**RECORD SET:**
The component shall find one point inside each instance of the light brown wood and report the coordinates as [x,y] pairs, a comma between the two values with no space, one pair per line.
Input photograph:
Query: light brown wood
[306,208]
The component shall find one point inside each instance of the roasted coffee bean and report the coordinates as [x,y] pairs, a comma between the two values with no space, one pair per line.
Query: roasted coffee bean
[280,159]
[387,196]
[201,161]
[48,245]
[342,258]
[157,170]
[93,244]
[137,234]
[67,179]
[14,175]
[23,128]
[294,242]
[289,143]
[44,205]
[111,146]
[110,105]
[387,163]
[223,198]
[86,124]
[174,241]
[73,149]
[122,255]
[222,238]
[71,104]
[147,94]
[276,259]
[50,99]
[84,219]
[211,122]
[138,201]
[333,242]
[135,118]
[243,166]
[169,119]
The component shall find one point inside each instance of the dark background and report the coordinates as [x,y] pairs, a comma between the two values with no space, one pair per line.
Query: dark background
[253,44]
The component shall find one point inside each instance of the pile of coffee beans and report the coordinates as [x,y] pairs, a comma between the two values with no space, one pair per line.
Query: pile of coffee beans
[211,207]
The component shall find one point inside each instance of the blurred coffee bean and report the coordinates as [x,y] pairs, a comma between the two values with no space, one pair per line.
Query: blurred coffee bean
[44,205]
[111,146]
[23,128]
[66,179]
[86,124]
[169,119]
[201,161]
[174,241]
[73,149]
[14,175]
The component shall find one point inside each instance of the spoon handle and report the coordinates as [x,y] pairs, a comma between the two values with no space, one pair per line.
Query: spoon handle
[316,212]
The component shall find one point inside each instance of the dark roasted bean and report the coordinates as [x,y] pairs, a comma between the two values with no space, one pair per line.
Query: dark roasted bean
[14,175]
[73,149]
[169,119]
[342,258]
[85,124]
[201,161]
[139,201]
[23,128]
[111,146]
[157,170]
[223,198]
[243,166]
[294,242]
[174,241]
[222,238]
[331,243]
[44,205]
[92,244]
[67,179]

**WHAT IS REQUIRED:** Reproduce every item above line for line, keeping each character unchanged.

**WRITTEN ANSWER:**
The component shall find one point inside each instance of the light brown wood and report the coordinates as [x,y] pairs, a comma between the two values with no space, one pair per line.
Input photograph:
Query: light brown wood
[306,208]
The component shall find one point inside each instance of the roasted coffee bean and report the coordinates as [x,y] pairs, a comma between the two values with no space, one pair per line.
Query: roasted coffee bean
[280,159]
[387,196]
[201,161]
[48,245]
[342,258]
[157,170]
[93,244]
[137,234]
[67,179]
[14,175]
[23,128]
[294,242]
[289,143]
[44,205]
[111,146]
[110,105]
[387,163]
[223,198]
[86,124]
[174,241]
[73,149]
[122,255]
[222,238]
[71,104]
[147,94]
[276,259]
[50,99]
[84,219]
[211,122]
[138,201]
[333,242]
[135,118]
[243,166]
[169,119]
The component shall find one point inside each instance of the dark background and report the coordinates as [x,y] pairs, a comma between the two values with no space, one pair per line.
Query: dark background
[253,44]
The component shall find one point inside each instance of the pile of coffee beans and report the coordinates as [x,y] pairs, a comma between the two values with no space, one pair per line.
Query: pile of coffee beans
[211,207]
The component shall find one point inside each instance of the blurred coffee bean and report the coordinates as [x,y] pairs, a comma between the two values with no space, one pair per line.
Query: blurred coffee bean
[44,205]
[111,146]
[23,128]
[66,179]
[86,124]
[169,119]
[201,161]
[174,241]
[73,149]
[14,175]
The component shall find one point inside each instance of the spoon handle and report the coordinates as [x,y] pairs, a comma between the two values with no space, one pair per line.
Query: spoon handle
[316,212]
The component shall find one point inside each instance of the dark roasted bean and report the coordinates as [x,y] pairs, a comma between the two values with no space, one pair per line.
Query: dark roasted bean
[14,175]
[73,149]
[169,119]
[342,258]
[85,124]
[201,161]
[139,201]
[23,128]
[111,146]
[157,170]
[223,198]
[243,166]
[294,242]
[174,241]
[222,238]
[331,243]
[44,205]
[92,244]
[67,179]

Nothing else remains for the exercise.